### Task brief:
Please scale the records between the line holding "instance of green" and the line holding "[10,201,57,219]", inclusive, writing out every line again with each bounding-box coordinate multiplied by 0.85 and rounded to a whole number, halves going up. Keep all other wording unchanged and return only those lines.

= = =

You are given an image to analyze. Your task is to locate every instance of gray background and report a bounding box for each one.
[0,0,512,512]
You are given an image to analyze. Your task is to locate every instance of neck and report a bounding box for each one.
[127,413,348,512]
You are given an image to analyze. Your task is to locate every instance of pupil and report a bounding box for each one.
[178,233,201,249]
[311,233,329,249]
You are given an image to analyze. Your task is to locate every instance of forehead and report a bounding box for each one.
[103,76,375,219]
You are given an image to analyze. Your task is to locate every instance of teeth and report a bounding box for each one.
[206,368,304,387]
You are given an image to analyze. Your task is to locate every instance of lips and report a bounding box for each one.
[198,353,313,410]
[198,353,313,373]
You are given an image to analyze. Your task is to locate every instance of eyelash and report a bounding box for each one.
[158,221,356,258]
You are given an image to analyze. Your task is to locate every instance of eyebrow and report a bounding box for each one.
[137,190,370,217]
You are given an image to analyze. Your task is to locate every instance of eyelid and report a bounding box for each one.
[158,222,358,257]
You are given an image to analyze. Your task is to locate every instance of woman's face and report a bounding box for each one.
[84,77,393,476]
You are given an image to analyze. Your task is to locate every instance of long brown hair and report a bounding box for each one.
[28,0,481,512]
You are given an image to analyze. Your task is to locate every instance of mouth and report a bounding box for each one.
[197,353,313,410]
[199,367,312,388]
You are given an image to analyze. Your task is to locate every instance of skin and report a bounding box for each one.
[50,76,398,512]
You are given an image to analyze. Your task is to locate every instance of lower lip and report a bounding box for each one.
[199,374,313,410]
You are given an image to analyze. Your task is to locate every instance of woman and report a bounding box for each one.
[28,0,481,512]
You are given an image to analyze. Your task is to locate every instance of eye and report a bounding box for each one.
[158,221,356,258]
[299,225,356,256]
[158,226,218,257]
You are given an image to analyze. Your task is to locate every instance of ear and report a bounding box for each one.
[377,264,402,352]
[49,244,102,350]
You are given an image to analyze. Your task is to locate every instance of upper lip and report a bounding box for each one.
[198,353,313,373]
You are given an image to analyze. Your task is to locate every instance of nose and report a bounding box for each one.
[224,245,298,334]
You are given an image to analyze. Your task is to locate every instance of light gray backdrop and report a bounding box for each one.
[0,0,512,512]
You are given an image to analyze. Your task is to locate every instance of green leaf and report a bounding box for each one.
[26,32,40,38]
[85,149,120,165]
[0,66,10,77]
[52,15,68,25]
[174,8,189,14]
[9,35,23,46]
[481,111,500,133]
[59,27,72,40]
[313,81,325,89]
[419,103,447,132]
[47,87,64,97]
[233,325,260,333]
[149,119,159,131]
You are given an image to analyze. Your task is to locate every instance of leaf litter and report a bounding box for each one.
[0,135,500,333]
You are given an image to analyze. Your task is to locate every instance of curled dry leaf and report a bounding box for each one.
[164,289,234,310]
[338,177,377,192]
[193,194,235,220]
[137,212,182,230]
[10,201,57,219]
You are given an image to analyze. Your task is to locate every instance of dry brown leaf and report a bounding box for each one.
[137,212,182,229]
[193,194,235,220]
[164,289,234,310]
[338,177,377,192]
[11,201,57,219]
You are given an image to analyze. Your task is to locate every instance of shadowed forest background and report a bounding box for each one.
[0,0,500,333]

= = =

### Answer in full:
You are given an image to analyze. Your task is to locate every instance of green leaf and report a bounding box for each one.
[22,27,34,32]
[72,127,102,140]
[0,56,9,65]
[44,13,58,21]
[148,7,161,12]
[8,30,20,39]
[409,94,425,113]
[50,23,61,34]
[266,69,276,76]
[356,88,380,112]
[40,74,54,82]
[198,276,221,283]
[127,101,135,111]
You are given an image to analyze. Your task is to locate every instance of leaf litter and report a bounding box for each one.
[0,115,425,283]
You are given an image to analyze. Your task is to locate every instance of curled dry leaf and report a bounding box for each one.
[139,246,199,264]
[287,150,320,163]
[164,165,200,187]
[116,180,155,196]
[9,171,48,186]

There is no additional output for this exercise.